Text block:
┌──
Consumption, health, environment, data protection and discrimination are several fields dealing with actual class actions.
In the consumption field, in France, as in other countries, collective actions aim to obtain compensation for individual and patrimonial damages resulting from material damage suffered by several consumers placed in an identical or similar situation, and damage incurred as a result of a contractual or legal breach by one or more of the same professionals (article L623-1 of the Consumer Code).
This new type of action is reserved for consumers, as only claims regarding consumer litigations may be filed as class actions. Consumer litigation concerns consumers and the disputes they have with professionals.
What matters here is the definition of a ‘consumer’. In this respect, the Hamon Law added a new preliminary article to the French Consumer Code that defines the consumer as ‘any natural person who is acting for purposes which are outside his trade, business, craft or profession’.
This definition corresponds to the transposition of Directive 2011/83 of the European Parliament and of the Council of 25 October 2011 (article 2 definitions).
└──
Study material:
┌──
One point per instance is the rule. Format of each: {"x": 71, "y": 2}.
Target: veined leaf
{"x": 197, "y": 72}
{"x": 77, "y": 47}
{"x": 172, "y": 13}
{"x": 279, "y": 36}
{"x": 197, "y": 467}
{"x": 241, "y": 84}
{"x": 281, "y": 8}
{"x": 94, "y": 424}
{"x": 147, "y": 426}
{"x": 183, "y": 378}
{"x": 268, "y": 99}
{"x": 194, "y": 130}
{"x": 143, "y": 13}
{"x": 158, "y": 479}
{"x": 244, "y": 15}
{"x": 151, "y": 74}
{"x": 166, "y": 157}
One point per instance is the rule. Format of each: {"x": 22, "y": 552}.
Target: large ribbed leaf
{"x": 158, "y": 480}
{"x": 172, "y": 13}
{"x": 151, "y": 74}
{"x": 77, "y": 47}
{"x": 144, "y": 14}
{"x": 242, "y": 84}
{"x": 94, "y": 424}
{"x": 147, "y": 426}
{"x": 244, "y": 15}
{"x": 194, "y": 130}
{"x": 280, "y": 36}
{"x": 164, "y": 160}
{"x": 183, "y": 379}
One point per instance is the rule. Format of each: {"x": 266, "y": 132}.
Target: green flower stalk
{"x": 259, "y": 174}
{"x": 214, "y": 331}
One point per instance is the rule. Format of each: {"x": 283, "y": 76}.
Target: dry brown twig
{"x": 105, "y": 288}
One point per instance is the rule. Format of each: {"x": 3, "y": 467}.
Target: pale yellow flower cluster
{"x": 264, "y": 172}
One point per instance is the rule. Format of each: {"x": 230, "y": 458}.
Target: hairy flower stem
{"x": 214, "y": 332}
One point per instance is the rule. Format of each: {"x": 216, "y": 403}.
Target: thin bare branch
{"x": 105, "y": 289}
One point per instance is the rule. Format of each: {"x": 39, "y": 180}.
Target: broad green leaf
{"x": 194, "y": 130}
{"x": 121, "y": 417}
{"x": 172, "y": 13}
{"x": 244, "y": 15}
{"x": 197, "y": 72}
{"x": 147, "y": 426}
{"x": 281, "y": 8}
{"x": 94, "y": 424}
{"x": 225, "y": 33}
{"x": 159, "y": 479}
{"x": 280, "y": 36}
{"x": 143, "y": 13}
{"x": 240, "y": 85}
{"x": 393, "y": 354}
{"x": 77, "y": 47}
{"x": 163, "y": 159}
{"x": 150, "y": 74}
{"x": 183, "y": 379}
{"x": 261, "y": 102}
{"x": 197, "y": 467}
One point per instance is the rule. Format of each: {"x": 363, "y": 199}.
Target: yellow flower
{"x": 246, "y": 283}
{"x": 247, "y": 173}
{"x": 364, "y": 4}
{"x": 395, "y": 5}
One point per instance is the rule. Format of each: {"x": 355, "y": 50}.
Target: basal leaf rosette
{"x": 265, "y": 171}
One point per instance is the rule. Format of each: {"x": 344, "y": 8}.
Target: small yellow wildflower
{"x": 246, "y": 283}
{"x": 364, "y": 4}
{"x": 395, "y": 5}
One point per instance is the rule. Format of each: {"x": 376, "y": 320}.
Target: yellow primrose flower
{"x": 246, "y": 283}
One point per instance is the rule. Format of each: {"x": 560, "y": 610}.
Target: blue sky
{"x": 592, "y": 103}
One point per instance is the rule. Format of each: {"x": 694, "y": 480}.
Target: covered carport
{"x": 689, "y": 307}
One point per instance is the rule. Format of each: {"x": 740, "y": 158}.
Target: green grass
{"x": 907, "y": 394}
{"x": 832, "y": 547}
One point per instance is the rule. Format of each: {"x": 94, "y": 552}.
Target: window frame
└──
Requirement A: In the passage on class actions, which law added a preliminary article to the French Consumer Code defining the consumer?
Requirement B: Write out the passage on class actions from "In the consumption" to "the Consumer Code).".
Requirement C: Resume the passage on class actions, picking up after its last sentence.
The data is separate material and has no connection to the passage on class actions.

Response box A: The Hamon Law.

Response box B:
In the consumption field, in France, as in other countries, collective actions aim to obtain compensation for individual and patrimonial damages resulting from material damage suffered by several consumers placed in an identical or similar situation, and damage incurred as a result of a contractual or legal breach by one or more of the same professionals (article L623-1 of the Consumer Code).

Response box C:
According to article L623-1 of the French Consumer Code, this proceeding is limited to the damages resulting from: the sale of goods or services supplied; or anticompetitive practice in the meaning of Title II, Book IV of the French Commercial Code, or of articles 101 and 102 of the Treaty on the Functioning of the European Union.
The innovative aspect of article 184 of Law No. 2016-41 of 26 January 2016, which introduces class action in the Public Health Code, is that the application field is very broad. Article L1143-1 of the public Health Code provides that a health user-approved association may bring an action in order to obtain compensation for the individual damage suffered by health users being in an identical or similar situation caused by a breach of its legal obligations or a failure to fulfil its legal obligations by a producer, supplier or a service provider producing, supplying or providing services relative to the products mentioned under point II of article L5311-1 of the Public Health Code. Nevertheless, article L5311-1 of the Public Health Code provides a very large field of application. Indeed it includes ‘human sanitary products and cosmetic products’, which means that medicine, and essential oils, cosmetics and tattoo products are included in the application field of potential class actions.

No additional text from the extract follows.